The concept of advanced analytics is a relatively young one. Bill James, one of its earliest pioneers, began publishing his annual (and seminal) “Baseball Abstract” in 1977, describing his progressive approach to statistical analysis in baseball as sabermetrics. As James saw it, a sport that, since its earliest days, had relied almost exclusively on simple “counting stats” in its evaluation of player performance was sorely lacking in nuanced quantifying models that helped better describe true player value.



Specifically, bellwether baseball statistics such as RBIs for hitters and wins for pitchers could be easily understood by anyone remotely familiar with the game. But those figures measured outcomes, heavily influenced by contextual variables such as batting order spot and teammate performance. Having already learned this, James set out to find more reliable statistical methods for determining player success. His innovation of formulas such as runs created for hitters and win shares for pitchers offered a more accurate reading of player contributions to game outcomes.

James would go on to work for the Boston Red Sox as an advisor, and in 2006 was even named one of the 100 most influential people in the world by “Time” magazine. His work, it could be argued, was the muse for baseball’s Moneyball movement. Although initially met with skepticism and, in some cases, open resentment, James’ gift to baseball was a shared language that everyone – first fans, then front office executives, and eventually coaches and players – could understand and speak. That analytics shorthand, which has been replicated in other sports, has become a critical driver for clubs and entire leagues in player performance optimization and the continued improvement and evolution of our games.


How Technology Has Supercharged Advanced Analytics

While James and some of his contemporaries helped broaden perspectives across sports with advanced statistical models and new ways of thinking about player value, even their most descriptive analytical innovations had limitations. The rub: although more accurate and detailed in their measurement of player performance than statistics of the past, advanced analytics were only slightly more helpful (if at all) in predicting future performance. Additionally, the statistical inputs could be culled only from game scenarios, which made comparing a player’s value – or potential – to that of another all but impossible in many cases.


Enter technology. Whereas tech innovation in sports progressed at a crawl through much of last century, yielding the stopwatch and baseball’s pitching gun, and little else, the past decade has seen an explosion of new tech solutions enter the market. The vast majority of these tools are focused on improving player performance and, notably, measuring kinetic potential. Instead of relying solely on statistics analysis – which, although improved, remains outcome-based and limited by game participation – performance evaluators now have technology resources to track all player movements across games, practices and training sessions, a treasure trove of information that has more predictive value than any statistical model.


Making the Most of Advanced Analytics

Although in-game statistics and kinetic-movement measurements provide player evaluators with distinctly different inputs, both now tend to be tossed into the bucket of advanced analytics, at least in the broadest use of the term. At the end of the day, it’s all data – and data is the currency of the land when attempting to draw conclusions about player value in sports today.

Information shown

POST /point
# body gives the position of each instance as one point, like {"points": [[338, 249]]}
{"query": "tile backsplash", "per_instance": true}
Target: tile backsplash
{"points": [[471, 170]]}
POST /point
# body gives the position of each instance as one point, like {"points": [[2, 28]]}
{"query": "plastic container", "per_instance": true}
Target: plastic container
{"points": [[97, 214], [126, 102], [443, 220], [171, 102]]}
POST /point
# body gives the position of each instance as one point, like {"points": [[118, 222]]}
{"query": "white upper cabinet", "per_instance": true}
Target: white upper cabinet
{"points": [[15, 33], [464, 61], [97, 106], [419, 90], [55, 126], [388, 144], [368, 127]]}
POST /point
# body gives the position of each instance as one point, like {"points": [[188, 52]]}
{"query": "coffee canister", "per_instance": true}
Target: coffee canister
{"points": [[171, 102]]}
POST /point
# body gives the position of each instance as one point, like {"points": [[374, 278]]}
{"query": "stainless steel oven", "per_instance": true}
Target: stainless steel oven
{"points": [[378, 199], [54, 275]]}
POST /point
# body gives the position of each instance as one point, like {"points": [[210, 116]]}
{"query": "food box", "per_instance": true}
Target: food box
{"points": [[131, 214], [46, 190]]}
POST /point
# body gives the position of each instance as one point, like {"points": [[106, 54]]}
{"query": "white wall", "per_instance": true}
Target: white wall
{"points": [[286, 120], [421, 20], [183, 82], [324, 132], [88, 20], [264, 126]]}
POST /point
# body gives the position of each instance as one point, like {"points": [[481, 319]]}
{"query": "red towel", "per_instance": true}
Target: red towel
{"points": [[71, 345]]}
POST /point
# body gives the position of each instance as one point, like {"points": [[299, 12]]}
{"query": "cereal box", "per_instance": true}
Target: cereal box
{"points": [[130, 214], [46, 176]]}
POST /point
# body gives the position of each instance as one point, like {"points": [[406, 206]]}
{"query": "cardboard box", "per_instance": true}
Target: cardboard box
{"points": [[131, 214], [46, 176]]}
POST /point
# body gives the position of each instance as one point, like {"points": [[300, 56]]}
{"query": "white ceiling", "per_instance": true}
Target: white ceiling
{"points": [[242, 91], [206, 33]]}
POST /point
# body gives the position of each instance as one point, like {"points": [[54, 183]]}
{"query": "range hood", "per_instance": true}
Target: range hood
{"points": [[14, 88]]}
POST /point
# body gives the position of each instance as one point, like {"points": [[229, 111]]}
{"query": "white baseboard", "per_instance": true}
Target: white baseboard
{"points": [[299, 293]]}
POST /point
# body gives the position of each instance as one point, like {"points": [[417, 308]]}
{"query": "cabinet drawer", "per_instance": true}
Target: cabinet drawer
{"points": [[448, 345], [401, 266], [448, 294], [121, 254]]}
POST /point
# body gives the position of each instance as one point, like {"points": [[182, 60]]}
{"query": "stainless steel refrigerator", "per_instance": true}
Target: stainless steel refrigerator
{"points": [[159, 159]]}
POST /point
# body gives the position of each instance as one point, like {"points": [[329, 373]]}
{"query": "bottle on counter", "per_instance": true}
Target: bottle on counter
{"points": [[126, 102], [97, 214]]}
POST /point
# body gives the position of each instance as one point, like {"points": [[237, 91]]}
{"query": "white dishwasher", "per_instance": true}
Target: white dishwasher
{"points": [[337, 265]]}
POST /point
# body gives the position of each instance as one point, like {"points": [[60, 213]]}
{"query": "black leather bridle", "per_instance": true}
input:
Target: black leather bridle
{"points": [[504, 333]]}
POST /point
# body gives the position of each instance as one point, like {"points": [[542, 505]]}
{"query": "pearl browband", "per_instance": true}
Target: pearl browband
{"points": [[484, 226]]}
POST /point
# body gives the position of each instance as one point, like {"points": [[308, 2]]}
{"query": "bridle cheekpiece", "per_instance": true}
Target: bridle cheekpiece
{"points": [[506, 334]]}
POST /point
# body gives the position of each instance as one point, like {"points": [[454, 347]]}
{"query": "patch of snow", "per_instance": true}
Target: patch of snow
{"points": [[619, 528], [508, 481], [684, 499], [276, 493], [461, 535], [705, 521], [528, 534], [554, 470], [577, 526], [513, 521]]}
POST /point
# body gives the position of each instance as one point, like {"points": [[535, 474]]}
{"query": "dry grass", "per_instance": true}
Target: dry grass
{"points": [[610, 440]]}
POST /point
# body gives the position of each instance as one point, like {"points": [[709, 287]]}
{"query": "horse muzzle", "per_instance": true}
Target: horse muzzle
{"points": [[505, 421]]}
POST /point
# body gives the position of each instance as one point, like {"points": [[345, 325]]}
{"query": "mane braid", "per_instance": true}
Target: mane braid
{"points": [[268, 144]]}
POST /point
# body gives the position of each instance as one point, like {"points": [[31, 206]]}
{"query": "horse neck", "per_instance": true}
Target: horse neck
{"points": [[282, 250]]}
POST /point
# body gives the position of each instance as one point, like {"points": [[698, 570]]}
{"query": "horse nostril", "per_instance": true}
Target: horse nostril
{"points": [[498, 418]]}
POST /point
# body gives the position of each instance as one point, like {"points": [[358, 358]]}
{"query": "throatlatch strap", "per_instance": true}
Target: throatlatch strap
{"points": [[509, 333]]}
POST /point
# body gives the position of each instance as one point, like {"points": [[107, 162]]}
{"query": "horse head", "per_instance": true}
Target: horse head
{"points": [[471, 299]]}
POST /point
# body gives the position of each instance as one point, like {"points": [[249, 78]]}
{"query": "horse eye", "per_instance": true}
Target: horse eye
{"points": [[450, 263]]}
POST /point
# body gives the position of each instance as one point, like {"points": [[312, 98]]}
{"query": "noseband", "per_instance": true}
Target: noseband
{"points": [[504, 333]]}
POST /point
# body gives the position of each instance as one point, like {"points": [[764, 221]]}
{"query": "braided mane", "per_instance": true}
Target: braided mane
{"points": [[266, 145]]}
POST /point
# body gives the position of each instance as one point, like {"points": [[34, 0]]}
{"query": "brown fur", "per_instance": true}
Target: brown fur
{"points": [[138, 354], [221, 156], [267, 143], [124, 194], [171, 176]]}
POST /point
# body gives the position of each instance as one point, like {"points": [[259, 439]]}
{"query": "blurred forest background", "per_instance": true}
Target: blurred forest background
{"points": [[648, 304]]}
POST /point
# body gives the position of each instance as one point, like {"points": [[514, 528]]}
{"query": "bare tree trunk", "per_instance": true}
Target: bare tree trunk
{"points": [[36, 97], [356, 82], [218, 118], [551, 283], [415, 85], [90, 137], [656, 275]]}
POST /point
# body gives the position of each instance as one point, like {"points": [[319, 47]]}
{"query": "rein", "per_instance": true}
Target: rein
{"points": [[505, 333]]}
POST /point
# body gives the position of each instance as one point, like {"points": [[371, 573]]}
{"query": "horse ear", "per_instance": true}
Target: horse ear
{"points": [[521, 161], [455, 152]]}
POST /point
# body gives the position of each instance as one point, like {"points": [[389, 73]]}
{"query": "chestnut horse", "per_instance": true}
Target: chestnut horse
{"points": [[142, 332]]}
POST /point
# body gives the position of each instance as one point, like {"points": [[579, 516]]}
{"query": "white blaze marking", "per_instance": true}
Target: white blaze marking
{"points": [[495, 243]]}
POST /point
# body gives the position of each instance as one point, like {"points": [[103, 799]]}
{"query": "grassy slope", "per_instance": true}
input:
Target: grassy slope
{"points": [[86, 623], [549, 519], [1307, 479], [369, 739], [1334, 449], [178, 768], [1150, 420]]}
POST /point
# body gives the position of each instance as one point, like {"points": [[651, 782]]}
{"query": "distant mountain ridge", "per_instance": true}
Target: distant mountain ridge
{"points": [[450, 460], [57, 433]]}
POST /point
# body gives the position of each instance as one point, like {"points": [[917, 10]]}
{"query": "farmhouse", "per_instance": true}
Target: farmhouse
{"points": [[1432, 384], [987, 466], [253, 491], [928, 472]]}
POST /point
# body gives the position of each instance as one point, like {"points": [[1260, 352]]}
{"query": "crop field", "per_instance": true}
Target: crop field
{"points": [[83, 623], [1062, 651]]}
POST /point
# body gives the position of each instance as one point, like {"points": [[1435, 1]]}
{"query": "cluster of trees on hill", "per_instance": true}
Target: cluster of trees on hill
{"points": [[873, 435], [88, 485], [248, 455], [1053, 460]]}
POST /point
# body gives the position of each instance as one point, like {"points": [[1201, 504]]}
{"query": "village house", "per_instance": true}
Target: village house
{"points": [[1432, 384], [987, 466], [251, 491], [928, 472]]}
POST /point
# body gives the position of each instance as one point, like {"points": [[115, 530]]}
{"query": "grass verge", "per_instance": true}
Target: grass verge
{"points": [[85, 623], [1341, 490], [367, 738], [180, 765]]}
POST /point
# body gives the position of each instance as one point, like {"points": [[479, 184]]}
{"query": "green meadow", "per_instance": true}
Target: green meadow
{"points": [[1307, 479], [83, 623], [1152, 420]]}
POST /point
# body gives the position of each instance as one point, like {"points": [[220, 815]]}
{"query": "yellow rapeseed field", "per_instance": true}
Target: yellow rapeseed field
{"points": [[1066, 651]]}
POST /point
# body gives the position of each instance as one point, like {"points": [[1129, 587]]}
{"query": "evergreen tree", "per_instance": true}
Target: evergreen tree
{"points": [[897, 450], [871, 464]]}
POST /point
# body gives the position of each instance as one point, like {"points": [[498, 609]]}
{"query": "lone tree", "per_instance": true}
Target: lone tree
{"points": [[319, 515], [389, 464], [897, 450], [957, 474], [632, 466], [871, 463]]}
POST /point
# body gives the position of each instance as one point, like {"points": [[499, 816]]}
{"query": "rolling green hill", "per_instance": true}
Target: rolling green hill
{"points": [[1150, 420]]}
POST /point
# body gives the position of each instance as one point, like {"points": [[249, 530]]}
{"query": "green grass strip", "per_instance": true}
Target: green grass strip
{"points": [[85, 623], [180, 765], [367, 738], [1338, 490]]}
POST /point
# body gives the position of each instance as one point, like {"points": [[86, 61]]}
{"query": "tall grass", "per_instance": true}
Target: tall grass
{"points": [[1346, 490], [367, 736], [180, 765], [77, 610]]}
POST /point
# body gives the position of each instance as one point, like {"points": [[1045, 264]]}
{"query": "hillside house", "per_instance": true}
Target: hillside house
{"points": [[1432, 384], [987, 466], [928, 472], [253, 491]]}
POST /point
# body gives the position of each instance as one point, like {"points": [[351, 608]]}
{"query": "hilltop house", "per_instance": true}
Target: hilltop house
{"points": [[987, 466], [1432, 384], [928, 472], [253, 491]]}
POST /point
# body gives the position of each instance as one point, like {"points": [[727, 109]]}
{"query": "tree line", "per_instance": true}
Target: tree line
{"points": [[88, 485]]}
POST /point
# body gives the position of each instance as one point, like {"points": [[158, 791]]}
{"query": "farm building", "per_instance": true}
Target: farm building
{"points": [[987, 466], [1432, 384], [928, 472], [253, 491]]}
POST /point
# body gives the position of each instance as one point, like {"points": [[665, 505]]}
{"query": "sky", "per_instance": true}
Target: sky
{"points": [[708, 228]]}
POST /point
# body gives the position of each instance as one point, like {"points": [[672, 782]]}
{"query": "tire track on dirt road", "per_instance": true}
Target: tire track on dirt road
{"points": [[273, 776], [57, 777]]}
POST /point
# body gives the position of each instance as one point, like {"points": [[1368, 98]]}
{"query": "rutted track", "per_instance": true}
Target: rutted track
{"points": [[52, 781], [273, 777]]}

Exercise tasks
- 1) Gather every line of the listing that contains the string "field", treating uppercase and lowercase letters as different.
- 2) Resume the piece on advanced analytics in sports from its final sentence and continue writing.

Answers below
- 1)
{"query": "crop field", "per_instance": true}
Target: crop field
{"query": "yellow rapeseed field", "per_instance": true}
Target: yellow rapeseed field

- 2)
What isn’t discussed nearly as widely as sports’ Big Data revolution is the importance of translating these discoveries – making data digestible, as Bill James once did in baseball, so that all necessary parties could speak a shared language. Sports scientists have the ability to interpret player data collected from performance statistics and technological means. But if they aren’t able to convey those findings organization- or league-wide, to a more diverse audience, the opportunity to share and discuss these insights through collective analysis and evaluation is lost.

To that end, the next frontier of advanced analytics may well be the “translation” of complex and often abstract player data into clear and relatable insights. The creation of any shared organizational language will require time and a purposeful plan, and it will likely be expressed differently from one club or league to the next. But bridging that gap may be the key to future success in sports, and pulling it off will likely require keeping a few important points in mind:

Stay updated for relevance. Use cases are the secret sauce in teasing out and codifying statistical insights, but an organization must be mindful of riding the gap between use cases and staying connected to the latest data. Although continual learning and adaptation should be strongly encouraged, any new inputs should be elegantly incorporated into the shared organizational language in order to expedite widespread understanding.


Link metrics to facility knowledge. Data should be connected to the specifics of an organizational facility, and a distinction should be made when an unfamiliar or unaligned facility context exists. Making assumptions without the proper information can significantly set back any advanced analytics endeavors.


Ensure clarity in communication. Achieving a balance between the innocence of digestible data and a nuanced understanding of the information is never easy, but it should be a top priority. Use grounded words. Make significant terms accessible to a wider audience. Address criticisms of oversimplification by also providing nuanced views.


Foster connection and avoid patronizing. Every sports organization is characterized by different departments with disparate cultures and agendas, which can make for a rocky political landscape. Focus on the needs and perspectives of performance practitioners while taking pains to involve and inform the wider organization as part of the process.

Identify proper use cases.


It’s crucial to recognize the limitations of legacy tech in accommodating high-intensity, non-linear metrics. Overselling the capabilities of certain technology solutions can ultimately undermine trust and credibility. Emphasize the importance of accurately assessing technology’s capabilities to ensure transparency and trust in its application.